Page excerpt
Thursday, April 14, 2011

Time

Karin's  Blog: Time: "If there's something I wish I had more of this week, it would be time. With room draw, registration, and tests this week, it's been bu..."

Here Karin puts one of the quotable and much quoted passages from Walden into the context of this week of the semester.  Thanks to her for doing so and for demonstrating why these writers are appropriate at this stage of the semester: a reminder that our busy lives and plans are perhaps of less ultimate significance than we are tempted to believe.

A similar sentiment was expressed by a more conventionally Christian hymn writer, Isaac Watts, in his hymn "O God Our Help in Ages Past""

Time, like an ever-rolling stream,
bears us all away;

we fly, forgotten, as a dream
dies at the opening day.

Its called an American gold finch








. . . . so perhaps I have reason to post this photo of the sort of bird I saw eating thistle seed outside our window this morning.  Since the temperature has dropped and snow is predicted for the weekend of mid-April, the bright color of this unexpected visitor cheers me to the day ahead.

Tuesday, April 12, 2011

Wind through the trees

From our back deck, when the leaves are off, I can see the St. Olaf wind turbine.  Now that we're having some mild weather I have sat out there to do my reading, mostly Emerson and Thoreau of late.  As I read these two on nature, I see the trees, Heath Creek down the steep bank, and birds.  I recall Thoreau's observation that he has caged himself in the bird's home rather than caging them in his.  And I ponder his comments on the train that he could hear as it passed nearby wondering how he might respond to the wind turbine that I see through the bare tree branches.  Is this another way to bend nature to our desires?  Might we do better to just reduce our need for electricity by sleeping when the sun is down and being satisfied to write with a pencil such as made in his family's factory?


I'm always torn when reading these works, torn between admiration for the seeming purity and perfection of intention and my skepticism about both the authors and the possibility of such direct contact with the universe and moral excellence.  There seems to be a whiff of privilege in the possibility that one could abandon responsibility for deliberate life in the woods or brush aside the obligations of social relationships in favor being a majority of one.

Monday, April 11, 2011

Lessons from reading Walden with American Conversation students

1)  Living deliberately is not easy.  Paying attention (a la Bellah) requires mental energy and discipline.  It may require saying no (a la sabbath practices recommended by  authors such as Barbara Brown Taylor).  Living deliberately is not easy.  It may require doing more physical labor rather than less.

2) Living awake may require getting enough sleep to be able to be up early in the morning and then staying awake through the day. Here HDT is in agreement with Franklin.

Dataset entries

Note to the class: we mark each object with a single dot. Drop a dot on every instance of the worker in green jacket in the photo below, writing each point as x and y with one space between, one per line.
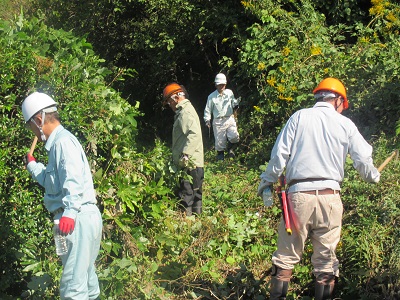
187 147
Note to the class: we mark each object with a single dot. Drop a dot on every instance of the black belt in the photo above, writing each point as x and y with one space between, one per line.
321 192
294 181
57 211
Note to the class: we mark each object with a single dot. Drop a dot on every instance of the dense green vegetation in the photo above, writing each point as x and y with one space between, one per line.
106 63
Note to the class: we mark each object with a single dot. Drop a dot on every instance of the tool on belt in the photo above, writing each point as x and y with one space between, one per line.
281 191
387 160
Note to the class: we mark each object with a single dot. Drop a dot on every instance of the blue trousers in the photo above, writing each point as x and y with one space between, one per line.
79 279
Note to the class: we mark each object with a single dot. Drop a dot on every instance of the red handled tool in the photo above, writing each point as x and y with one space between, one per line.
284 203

* * *

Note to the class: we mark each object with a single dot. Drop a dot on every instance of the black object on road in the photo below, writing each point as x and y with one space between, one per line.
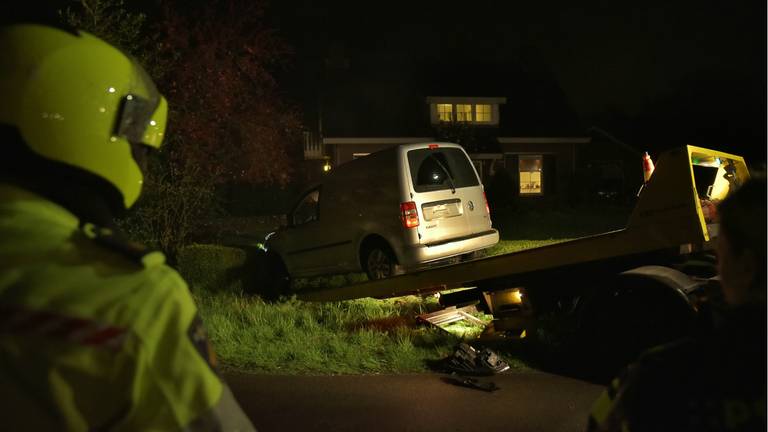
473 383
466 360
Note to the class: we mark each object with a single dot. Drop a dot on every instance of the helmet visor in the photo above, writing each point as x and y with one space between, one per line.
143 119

The request
Answer these from the blog excerpt:
(a) Which hymn writer is quoted, and what is the hymn called?
(b) What does the writer see from the back deck when the leaves are off?
(c) What was the bird outside the window eating this morning?

Response below
(a) Isaac Watts, in "O God Our Help in Ages Past".
(b) The St. Olaf wind turbine.
(c) Thistle seed.